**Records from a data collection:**
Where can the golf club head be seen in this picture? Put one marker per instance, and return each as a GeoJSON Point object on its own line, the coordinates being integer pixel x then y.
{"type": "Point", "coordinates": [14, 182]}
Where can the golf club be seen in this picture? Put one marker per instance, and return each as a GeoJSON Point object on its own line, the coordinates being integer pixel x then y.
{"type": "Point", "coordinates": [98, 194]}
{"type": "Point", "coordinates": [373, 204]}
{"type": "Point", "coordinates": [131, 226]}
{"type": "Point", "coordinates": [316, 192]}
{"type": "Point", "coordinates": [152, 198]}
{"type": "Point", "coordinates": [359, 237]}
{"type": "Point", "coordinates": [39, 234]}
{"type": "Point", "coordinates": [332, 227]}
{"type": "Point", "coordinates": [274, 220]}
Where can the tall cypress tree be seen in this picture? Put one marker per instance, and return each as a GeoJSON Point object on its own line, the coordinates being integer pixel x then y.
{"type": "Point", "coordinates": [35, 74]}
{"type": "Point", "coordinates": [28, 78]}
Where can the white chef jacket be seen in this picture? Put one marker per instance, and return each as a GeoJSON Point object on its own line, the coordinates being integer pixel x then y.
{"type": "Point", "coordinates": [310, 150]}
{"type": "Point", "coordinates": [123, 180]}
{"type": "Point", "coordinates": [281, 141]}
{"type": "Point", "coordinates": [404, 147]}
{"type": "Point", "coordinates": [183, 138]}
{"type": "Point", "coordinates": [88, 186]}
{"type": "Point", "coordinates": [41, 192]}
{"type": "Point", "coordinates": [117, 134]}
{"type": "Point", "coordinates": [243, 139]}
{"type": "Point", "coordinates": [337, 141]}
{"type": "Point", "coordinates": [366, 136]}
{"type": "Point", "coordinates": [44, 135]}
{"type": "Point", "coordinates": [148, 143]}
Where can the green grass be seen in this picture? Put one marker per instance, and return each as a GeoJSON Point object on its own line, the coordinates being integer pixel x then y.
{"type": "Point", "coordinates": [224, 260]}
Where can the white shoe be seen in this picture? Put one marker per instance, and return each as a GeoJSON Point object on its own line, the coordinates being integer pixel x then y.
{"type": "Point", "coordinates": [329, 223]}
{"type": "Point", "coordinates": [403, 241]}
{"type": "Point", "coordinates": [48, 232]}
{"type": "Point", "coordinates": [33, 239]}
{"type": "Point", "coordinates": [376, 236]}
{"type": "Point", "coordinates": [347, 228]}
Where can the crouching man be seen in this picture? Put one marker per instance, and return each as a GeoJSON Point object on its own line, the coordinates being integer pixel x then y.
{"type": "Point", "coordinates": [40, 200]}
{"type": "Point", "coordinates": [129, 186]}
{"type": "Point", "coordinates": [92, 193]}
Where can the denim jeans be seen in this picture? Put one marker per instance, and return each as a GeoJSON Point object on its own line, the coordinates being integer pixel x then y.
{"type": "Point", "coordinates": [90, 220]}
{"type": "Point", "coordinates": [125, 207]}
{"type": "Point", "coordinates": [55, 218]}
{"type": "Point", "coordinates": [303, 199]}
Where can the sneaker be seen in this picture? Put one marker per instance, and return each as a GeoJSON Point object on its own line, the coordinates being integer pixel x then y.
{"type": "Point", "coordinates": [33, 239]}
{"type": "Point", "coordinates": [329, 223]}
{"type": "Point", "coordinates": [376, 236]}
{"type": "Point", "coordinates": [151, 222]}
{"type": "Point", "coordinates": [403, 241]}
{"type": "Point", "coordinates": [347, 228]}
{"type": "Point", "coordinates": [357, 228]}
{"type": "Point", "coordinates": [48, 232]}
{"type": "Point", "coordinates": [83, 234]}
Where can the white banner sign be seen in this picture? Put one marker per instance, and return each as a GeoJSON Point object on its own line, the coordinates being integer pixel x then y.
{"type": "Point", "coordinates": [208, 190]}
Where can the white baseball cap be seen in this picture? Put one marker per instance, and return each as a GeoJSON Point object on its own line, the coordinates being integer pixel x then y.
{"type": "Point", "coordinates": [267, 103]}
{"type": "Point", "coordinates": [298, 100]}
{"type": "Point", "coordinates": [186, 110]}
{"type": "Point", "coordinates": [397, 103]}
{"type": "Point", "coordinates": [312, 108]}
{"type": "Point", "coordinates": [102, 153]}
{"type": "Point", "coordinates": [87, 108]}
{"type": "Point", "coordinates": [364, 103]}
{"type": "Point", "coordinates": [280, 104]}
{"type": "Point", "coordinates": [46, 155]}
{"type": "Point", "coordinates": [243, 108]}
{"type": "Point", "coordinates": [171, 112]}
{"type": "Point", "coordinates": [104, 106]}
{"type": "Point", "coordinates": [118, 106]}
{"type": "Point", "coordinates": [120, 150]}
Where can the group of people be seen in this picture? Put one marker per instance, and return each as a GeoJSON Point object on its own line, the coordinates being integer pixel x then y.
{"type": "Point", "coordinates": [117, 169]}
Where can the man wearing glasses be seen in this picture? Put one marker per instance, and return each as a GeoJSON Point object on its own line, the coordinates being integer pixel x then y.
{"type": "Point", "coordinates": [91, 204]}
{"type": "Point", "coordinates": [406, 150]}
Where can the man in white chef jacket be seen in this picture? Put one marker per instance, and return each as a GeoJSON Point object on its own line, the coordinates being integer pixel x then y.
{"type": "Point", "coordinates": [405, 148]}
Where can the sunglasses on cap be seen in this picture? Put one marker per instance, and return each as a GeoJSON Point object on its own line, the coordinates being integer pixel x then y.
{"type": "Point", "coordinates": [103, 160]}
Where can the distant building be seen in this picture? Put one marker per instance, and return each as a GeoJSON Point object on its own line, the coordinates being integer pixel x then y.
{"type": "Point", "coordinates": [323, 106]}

==

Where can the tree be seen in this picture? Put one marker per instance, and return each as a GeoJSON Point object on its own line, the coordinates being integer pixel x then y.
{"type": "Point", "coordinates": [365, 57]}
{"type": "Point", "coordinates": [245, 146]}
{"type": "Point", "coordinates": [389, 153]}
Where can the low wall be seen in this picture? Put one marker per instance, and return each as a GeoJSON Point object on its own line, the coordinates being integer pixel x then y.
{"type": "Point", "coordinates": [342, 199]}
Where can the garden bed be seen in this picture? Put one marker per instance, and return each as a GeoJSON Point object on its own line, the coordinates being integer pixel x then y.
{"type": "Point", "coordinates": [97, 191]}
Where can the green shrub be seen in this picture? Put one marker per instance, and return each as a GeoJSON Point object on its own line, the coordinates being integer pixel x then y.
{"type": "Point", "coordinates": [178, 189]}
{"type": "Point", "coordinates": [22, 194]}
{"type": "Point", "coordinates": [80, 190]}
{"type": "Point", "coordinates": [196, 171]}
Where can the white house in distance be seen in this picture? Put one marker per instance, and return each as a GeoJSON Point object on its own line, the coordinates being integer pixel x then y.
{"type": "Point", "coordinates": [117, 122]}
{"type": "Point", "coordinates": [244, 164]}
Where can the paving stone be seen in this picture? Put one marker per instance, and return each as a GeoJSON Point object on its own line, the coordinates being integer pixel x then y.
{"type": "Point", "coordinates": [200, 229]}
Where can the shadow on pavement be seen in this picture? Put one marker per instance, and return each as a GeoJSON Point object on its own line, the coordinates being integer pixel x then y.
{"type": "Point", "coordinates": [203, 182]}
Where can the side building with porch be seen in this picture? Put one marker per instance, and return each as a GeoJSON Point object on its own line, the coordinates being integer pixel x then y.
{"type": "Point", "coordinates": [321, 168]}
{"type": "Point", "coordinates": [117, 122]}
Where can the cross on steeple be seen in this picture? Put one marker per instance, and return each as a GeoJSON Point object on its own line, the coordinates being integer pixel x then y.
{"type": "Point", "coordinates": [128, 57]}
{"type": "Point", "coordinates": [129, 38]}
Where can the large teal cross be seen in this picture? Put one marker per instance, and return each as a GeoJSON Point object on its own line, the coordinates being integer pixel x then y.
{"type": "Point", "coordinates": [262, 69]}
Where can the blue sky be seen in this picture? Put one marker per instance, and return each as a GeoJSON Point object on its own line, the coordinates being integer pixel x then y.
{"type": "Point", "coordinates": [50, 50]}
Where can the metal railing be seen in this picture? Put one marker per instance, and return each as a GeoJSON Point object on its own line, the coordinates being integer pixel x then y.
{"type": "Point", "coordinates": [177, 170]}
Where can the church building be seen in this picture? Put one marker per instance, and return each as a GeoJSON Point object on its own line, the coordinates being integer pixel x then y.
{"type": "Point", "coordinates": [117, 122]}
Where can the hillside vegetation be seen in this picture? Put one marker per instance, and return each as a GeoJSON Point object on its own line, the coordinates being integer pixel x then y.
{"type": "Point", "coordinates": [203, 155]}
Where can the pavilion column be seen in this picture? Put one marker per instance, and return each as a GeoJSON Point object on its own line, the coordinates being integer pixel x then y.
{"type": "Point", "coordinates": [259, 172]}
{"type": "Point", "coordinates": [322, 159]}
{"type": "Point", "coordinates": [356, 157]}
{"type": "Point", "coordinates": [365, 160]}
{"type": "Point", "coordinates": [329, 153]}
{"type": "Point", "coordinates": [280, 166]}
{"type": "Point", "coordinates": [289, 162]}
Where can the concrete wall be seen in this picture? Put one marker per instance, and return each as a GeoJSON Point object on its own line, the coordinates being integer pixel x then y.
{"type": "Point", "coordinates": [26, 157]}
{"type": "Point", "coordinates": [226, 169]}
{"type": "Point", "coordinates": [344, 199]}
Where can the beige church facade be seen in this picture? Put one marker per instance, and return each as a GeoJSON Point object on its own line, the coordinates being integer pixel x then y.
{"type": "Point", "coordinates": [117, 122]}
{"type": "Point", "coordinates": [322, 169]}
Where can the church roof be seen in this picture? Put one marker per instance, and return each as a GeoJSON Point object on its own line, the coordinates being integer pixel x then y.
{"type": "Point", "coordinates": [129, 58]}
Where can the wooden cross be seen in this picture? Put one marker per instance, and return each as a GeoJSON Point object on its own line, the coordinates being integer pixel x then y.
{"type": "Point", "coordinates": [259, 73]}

...

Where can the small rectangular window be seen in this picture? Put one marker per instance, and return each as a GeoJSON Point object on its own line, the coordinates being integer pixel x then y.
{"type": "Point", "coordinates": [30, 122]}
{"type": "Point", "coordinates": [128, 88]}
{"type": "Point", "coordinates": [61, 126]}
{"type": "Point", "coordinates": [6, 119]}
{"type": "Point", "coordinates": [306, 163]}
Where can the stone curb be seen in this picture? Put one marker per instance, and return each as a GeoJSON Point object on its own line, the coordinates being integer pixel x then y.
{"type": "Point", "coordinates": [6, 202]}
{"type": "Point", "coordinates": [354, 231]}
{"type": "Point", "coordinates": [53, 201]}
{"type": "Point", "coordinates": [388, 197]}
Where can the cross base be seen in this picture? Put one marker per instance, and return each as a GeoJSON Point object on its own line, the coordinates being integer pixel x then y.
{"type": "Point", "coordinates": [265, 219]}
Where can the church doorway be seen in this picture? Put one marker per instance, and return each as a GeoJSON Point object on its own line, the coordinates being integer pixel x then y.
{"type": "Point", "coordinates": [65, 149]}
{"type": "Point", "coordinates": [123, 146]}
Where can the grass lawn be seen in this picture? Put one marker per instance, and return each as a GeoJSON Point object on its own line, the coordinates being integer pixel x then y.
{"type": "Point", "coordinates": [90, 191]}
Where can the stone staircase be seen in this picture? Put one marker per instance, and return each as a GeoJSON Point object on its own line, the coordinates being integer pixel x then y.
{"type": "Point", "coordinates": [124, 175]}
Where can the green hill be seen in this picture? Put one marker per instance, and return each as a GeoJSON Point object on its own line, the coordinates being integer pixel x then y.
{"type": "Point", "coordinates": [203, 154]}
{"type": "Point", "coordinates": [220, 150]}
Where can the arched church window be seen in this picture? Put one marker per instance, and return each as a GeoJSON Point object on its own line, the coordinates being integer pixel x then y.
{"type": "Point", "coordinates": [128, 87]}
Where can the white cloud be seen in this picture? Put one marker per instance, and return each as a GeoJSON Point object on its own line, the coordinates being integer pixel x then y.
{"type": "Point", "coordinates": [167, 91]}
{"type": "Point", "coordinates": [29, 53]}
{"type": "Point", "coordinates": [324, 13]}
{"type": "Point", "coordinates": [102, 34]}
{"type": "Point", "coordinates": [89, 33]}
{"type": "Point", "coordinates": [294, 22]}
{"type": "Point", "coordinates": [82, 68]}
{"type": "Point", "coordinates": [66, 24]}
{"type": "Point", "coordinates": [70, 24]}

**PROMPT:**
Filter the entries above, keeping every line that contains the word "column". Treat case as significant when matching.

**REPLY TO THE EXERCISE:**
Where can the pavilion column be seen in this picture? Put one marker per instance, and return each as a GeoJSON Point object on its own line, the coordinates being integer pixel x then y.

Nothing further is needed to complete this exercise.